• EXERCISE DATA
>>

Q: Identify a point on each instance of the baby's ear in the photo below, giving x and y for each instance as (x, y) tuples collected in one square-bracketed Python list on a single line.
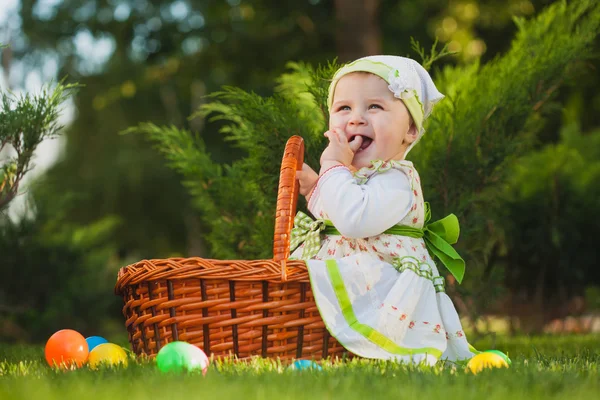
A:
[(412, 134)]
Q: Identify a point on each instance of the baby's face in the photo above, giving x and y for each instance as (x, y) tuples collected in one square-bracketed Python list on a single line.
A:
[(363, 105)]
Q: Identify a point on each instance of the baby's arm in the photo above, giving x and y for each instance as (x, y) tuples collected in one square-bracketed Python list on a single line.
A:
[(307, 179), (360, 211)]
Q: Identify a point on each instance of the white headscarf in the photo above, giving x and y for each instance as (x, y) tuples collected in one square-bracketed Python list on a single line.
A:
[(406, 78)]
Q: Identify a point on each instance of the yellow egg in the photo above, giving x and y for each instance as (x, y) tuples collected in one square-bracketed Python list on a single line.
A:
[(107, 354), (486, 360)]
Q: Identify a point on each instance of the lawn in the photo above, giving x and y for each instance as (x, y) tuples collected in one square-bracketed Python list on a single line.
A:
[(548, 367)]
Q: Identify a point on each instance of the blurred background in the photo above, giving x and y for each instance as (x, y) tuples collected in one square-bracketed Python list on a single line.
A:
[(98, 200)]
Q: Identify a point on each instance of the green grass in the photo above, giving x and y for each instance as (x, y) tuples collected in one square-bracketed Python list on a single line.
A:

<<

• EXERCISE OBJECTIVE
Recast all of the records above as a Markdown table with the columns Row and Line, giving each line a row number. Leave out blank lines and the pictures.

• EXERCISE SOLUTION
| Row | Line |
|---|---|
| 1 | Q: Identify a point on each instance of the baby's ear in the photo below, giving x and y for each instance as (x, y) tuples collected in one square-bracketed Python list on a single line. |
| 2 | A: |
| 3 | [(412, 134)] |
| 4 | Q: Identify a point on each instance of the baby's face in the photo above, giving x and y for each instance as (x, y) tuples collected in one square-bracketed Python list on a single line. |
| 5 | A: |
| 6 | [(363, 105)] |
| 7 | Q: Identify a point on each instance of the baby's arm in the photo above, giving x and y for each instance as (x, y) tuples collected in one square-bracketed Python list on a single line. |
| 8 | A: |
| 9 | [(307, 179), (360, 211)] |
| 10 | Q: Identify a point on each instance of the white headscarf in the photo above, giving x and y for each instance as (x, y) tuples collected in one square-bracketed Python list on a single line. |
| 11 | A: |
| 12 | [(406, 78)] |
| 13 | Q: Identify a point on each instance of the yellow egg in the photo above, giving x and y for each instance as (x, y) tuples collected in one square-bracketed Python list on a single line. |
| 14 | A: |
| 15 | [(107, 354), (486, 360)] |
| 16 | Q: Identify a point on each instance of the lawn in the photo above, giving x and y for each instance as (x, y) tuples collected in one square-bracketed Python list on a single line. |
| 17 | A: |
| 18 | [(548, 367)] |
| 19 | Q: Identify a point on each instance of the blurred background in the photo above, giving x and y for each instance as (x, y) tuples collected in one square-bracketed Python list on a single line. |
| 20 | A: |
| 21 | [(98, 200)] |
| 22 | Q: Identify a point on each instance of the green grass in the photo above, giving x and y for each instance as (x, y) tuples collected in one square-bracketed Python list on a single line. |
| 23 | A: |